**TUJUAN:** Tolong tulis ulang bagian teks tentang Suku Bajo di bawah, mulai dari "Suku Bajo juga" sampai dengan "yang taat beragama.", termasuk keduanya. Tukar "kerukunan" dengan "keharmonisan".

**KUTIPAN BACAAN:**

* * *

Suku Bajo lahir dan hidup di laut sehingga punya ketangguhan mengarungi lautan. Meski kini banyak yang tinggal di darat, ketergantuangan terhadap laut belum hilang. Banyak dari mereka yang masih berprofesi sebagai nelayan. Masyarakat Bajo kadang dianggap bajak laut dan perusak, padahal mereka memiliki kearifan dalam mengelola ekosistem laut.

Suku bajo ini memang  suku yang tidak begitu banyak dikenal, karena keberadaan mereka bisa dibilang cukup langka, dan belum banyak terjamah oleh pemerintah Indonesia. Berbeda halnya dengan suku Makassar, Bugis, atau Mandar, yang cukup dikenal oleh masyarakat sebagai raja lautan.  Suku Bajo yang pernah menjadi bagian dari Angkatan Laut Kerajaan Sriwijaya ini masih dipandang sebelah mata oleh masyarakat. Padahal,  mereka memiliki ketangguhan dan keterampilan dalam mengarungi samudera.

Agama Islam menjadi pilihan satu-satunya bagi seluruh warga Bajo. Bukan suku Bajo kalau tidak beragama Islam dan telah diwariskan turun-temurun. Meski ratusan tahun warga Bajo tinggal di antara penduduk Kristen, mereka tetap menjaga identitas diri mereka sebagai orang yang taat sholat lima waktu dan berpegang tegung pada keyakinan yang diwariskan kepada mereka sejak nenek-moyangnya.

Suku Bajo juga terkenal sangat menghormati adat istiadat masyarakat setempat dan selalu menjaga kerukunan bersama. Kebersamaan dan persatuan di antara warga suku Bajo sangat kuat. Mereka mampu bertahan di bidang ekonomi, sosial dan budaya karena persatuan dan kesatuan yang dibangun di antara mereka.

Selama 2 hari kami bersama dengan orang-orang Suku Bajo. Baru kali ini saya bersentuhan dan berkomunikasi langsung dengan orang Bajo. Saya mengenal mereka sebagai orang yang terbuka, ramah, pekerja keras, juga  melayani para tamu dengan baik. Mereka orang-orang lugas. Mereka juga orang-orang yang taat beragama.

* * *

**BAGIAN DATA:**
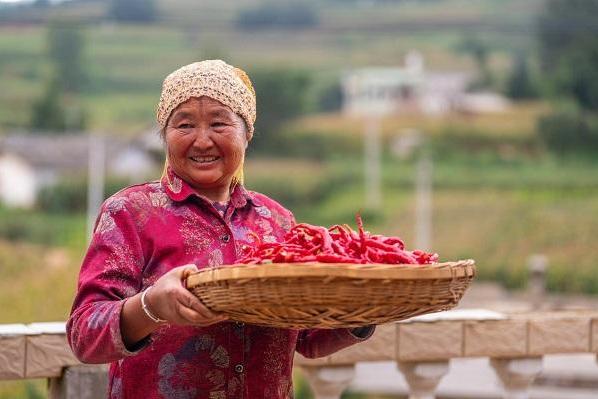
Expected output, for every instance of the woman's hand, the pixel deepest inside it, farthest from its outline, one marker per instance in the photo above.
(170, 300)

* * *

**HASIL TUGAS:**
Suku Bajo juga terkenal sangat menghormati adat istiadat masyarakat setempat dan selalu menjaga keharmonisan bersama. Kebersamaan dan persatuan di antara warga suku Bajo sangat kuat. Mereka mampu bertahan di bidang ekonomi, sosial dan budaya karena persatuan dan kesatuan yang dibangun di antara mereka.

Selama 2 hari kami bersama dengan orang-orang Suku Bajo. Baru kali ini saya bersentuhan dan berkomunikasi langsung dengan orang Bajo. Saya mengenal mereka sebagai orang yang terbuka, ramah, pekerja keras, juga  melayani para tamu dengan baik. Mereka orang-orang lugas. Mereka juga orang-orang yang taat beragama.